Without including any pictures, write out the listing below exactly.

----------

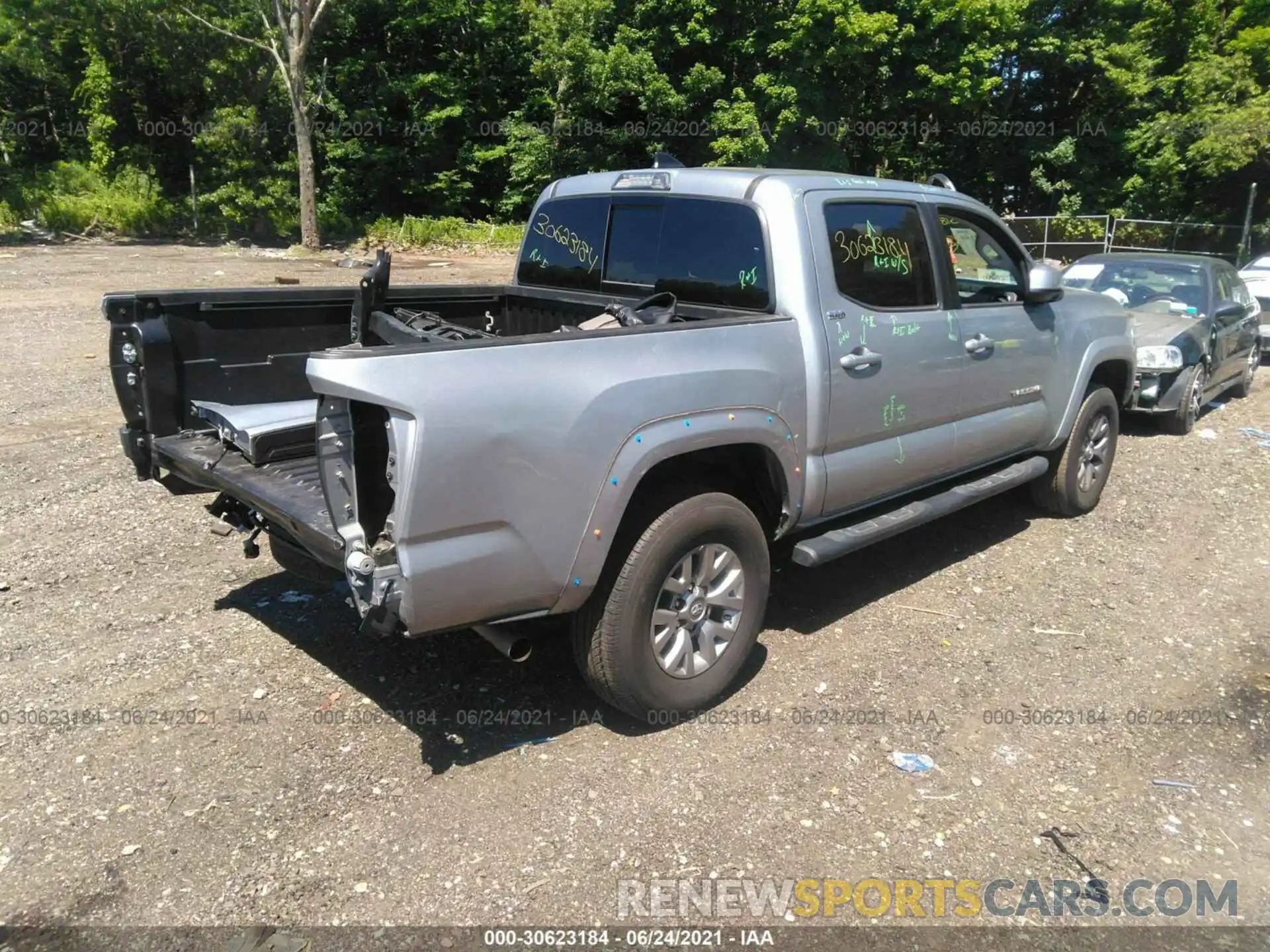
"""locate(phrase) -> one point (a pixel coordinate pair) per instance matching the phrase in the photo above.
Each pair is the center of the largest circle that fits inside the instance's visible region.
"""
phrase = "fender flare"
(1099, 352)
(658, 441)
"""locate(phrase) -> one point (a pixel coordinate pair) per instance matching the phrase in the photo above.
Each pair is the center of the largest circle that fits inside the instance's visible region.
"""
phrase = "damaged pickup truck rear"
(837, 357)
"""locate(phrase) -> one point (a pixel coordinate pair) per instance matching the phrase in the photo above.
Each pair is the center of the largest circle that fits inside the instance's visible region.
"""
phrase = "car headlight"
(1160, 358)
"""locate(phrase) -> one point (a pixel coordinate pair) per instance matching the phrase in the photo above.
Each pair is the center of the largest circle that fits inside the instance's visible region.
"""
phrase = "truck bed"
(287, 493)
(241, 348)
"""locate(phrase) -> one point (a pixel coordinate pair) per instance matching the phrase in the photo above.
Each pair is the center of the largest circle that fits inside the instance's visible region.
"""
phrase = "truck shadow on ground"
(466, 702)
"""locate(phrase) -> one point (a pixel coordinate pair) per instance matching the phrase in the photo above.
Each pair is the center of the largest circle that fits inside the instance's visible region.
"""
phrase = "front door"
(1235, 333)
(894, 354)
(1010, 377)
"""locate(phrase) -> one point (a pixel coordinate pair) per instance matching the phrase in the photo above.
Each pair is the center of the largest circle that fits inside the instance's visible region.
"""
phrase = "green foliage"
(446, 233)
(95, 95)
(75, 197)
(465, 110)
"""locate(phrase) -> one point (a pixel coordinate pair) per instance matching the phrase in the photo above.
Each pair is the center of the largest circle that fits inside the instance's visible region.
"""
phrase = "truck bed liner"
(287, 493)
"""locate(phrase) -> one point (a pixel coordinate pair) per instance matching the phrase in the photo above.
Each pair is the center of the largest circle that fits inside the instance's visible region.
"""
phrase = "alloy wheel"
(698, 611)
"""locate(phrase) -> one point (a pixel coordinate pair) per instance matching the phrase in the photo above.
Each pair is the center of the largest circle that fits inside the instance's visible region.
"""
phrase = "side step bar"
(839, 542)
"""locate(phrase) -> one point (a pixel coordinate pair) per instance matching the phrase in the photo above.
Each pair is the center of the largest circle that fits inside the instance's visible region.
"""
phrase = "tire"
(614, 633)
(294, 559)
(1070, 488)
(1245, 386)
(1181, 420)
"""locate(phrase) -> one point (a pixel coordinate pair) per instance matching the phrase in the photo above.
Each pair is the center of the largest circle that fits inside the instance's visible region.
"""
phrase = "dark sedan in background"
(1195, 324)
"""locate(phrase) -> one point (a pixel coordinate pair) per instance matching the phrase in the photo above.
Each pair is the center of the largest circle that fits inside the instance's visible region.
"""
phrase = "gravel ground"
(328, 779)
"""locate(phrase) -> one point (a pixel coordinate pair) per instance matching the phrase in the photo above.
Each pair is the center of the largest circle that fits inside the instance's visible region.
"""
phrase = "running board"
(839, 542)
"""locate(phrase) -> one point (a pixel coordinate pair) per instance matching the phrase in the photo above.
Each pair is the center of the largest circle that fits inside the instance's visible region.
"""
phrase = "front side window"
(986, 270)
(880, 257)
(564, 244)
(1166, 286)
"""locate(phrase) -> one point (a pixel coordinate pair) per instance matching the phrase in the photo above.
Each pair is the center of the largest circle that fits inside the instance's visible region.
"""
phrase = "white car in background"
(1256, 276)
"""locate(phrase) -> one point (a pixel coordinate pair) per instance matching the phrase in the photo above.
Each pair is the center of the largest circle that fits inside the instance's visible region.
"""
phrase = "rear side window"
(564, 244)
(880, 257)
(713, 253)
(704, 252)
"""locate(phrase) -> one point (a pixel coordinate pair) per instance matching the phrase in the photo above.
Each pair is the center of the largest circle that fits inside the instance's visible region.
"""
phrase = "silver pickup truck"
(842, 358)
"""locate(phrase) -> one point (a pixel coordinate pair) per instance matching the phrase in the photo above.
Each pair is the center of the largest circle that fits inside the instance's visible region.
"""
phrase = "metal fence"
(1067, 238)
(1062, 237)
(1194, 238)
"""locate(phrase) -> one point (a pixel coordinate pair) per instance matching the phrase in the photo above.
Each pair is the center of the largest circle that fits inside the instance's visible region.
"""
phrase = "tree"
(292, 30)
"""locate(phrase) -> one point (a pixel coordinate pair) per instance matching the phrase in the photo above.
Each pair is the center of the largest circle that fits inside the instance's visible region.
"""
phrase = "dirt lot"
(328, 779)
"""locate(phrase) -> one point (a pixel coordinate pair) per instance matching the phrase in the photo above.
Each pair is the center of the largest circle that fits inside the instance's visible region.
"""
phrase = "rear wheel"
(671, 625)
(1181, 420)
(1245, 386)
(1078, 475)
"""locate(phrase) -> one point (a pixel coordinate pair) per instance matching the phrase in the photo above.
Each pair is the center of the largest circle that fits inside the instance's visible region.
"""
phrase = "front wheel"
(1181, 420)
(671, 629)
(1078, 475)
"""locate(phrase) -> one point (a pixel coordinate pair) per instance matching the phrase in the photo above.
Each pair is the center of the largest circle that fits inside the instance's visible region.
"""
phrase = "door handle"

----------

▶ [Answer to this task]:
"""locate(phrase) -> one point (a pixel coordinate pair) per instance matching the phrase in the photo above.
Each pair is the center of the largest circle that fits inside the instance's visible region.
"""
phrase = "fender flare"
(1099, 352)
(658, 441)
"""locate(phrase) -> one point (a pixel coordinate pair) per instance matching the phrase in the photo above.
Each pair is the center of the largest circle that fits inside the instance's visible region.
"""
phrase = "damaged pickup truck rear"
(837, 357)
"""locate(phrase) -> one point (a pixel coordinate pair) per instance matching the phrase in the photo above.
Each pair is the center of the largest circle that fits inside the instance's visible region.
"""
phrase = "car headlight"
(1160, 358)
"""locate(phrase) -> one point (a pixel coordinate pair) per instance matching the phrase in the photo above.
Each pair is the center of the largest circle that fits inside the instance's visible region.
"""
phrase = "truck bed"
(287, 493)
(241, 348)
"""locate(phrase) -> one point (a pixel coordinate pair) per instance matching the phrase in the photo above.
Each pair is the center of the largest circle that fits inside the instance's visible region.
"""
phrase = "truck shadow on ground"
(466, 702)
"""locate(phrase) -> one point (a pixel coordinate pair) per instance matching the phrase in the photo above.
Each pair is the center of the largest circle that fits inside the instance's visible region.
"""
phrase = "front door"
(1235, 333)
(894, 354)
(1010, 377)
"""locate(phrase) -> one point (a pixel coordinate pair) per instance matching the phrase in the photo above.
Each pair is the center of the largest circle that fits inside the instance's visible region.
"""
phrase = "green foliage"
(446, 233)
(95, 95)
(75, 197)
(465, 110)
"""locate(phrase) -> one point (a pixel coordinate pair) per instance matching the phrase in the photo above.
Each pair is the center of the largest circle that fits inside the instance's visible region.
"""
phrase = "truck bed liner"
(287, 493)
"""locate(phrase) -> one point (a pixel coordinate pair) per instance matching the phrase in the photo above.
Each pair is the center of the largest circle that fits inside the instance's visible region.
"""
phrase = "alloy wheel"
(698, 611)
"""locate(phrase) -> one point (a pixel coordinate pair) per instance matching the phrase in the photo above.
Each pair is the center of the largest circle that fits inside the instance's visible region.
"""
phrase = "side step bar"
(839, 542)
"""locate(phrase) -> one point (a pixel coordinate pair) per instance matching the phrase in the photo above.
Each pair is the center of the largest circle that fits inside the instance's visible region.
"""
phrase = "tire"
(614, 633)
(294, 559)
(1070, 488)
(1245, 386)
(1181, 420)
"""locate(phrase) -> one point (a pixel coordinate pair) per instance matching the phrase in the photo above.
Each pair is the center of the largest circle that fits inside the instance's visible region.
"""
phrase = "dark sedan in background"
(1195, 324)
"""locate(phrase) -> one point (a pixel coordinate pair) per instance matching the phrase in the photo above.
Each pair is the center of the largest circle that fits inside the instance's visible region.
"""
phrase = "gravel ground"
(328, 779)
"""locate(phrase) -> one point (a pixel coordinate pair) per instance matching the phrase in the photo above.
Each pair is the center of the largest circle that fits inside the instance's visible region.
"""
phrase = "running board"
(839, 542)
"""locate(phrase) -> one point (a pixel coordinate pair) per instance matching the phrase in the photo above.
Each pair is the center of the largest circle that fits inside the instance's visible region.
"""
phrase = "front side window"
(986, 270)
(880, 257)
(564, 244)
(1166, 286)
"""locate(phrase) -> one point (a pixel coordinate pair) per instance matching the phrase in the photo above.
Each pair is the center of the largest circle that fits inside the instance's visible region.
"""
phrase = "white car in background"
(1256, 276)
"""locate(phrase) -> one point (a pixel coordinate pair) per instance matching the phrase in the photo above.
Each pair is the center of the largest circle that fits inside the instance's visible region.
"""
phrase = "rear side window"
(564, 244)
(880, 257)
(713, 253)
(704, 252)
"""locate(phrase) -> one point (a pixel coordinate pair) per instance matching the phrase in the photo above.
Each pair is the center of the largest circle that fits inside the instance's visible region.
"""
phrase = "silver pickup truck"
(842, 358)
"""locate(phrase) -> one point (a pixel coordinate pair) per instance matching the phrase in the photo above.
Each pair is the center of the largest circle that fits inside the instance's visible region.
"""
phrase = "metal fence"
(1067, 238)
(1062, 237)
(1194, 238)
"""locate(phrase) -> one point (a pixel coordinate pair) per instance matching the phrase in the photo above.
Each pair is the center of the largest circle that fits inside the instance's visible region.
"""
phrase = "tree"
(292, 30)
"""locate(phrase) -> one point (a pixel coordinate pair) per instance matching the phrase in the photo above.
Each pair is the center of the largest circle that fits inside the instance's visible region.
"""
phrase = "dirt lot"
(328, 779)
"""locate(phrase) -> one point (a pixel coordinate pair) per instance matching the phrase in the photo above.
Each pair is the center of the largest circle that fits inside the instance's visible region.
"""
phrase = "rear wheel"
(671, 625)
(1181, 420)
(1245, 386)
(1078, 475)
"""locate(phrase) -> one point (a pixel coordinate pair) per instance matching the phrase in the photo above.
Each pair is the center of the largest circle that fits inside the instance's visible region.
"""
phrase = "front wheel"
(1181, 420)
(671, 629)
(1078, 475)
"""locate(phrase) -> one point (a pixel coordinate pair) per instance matching the phrase in the photo above.
Each pair is the center of the largest circle that fits inside the instance's visible region.
"""
phrase = "door handle"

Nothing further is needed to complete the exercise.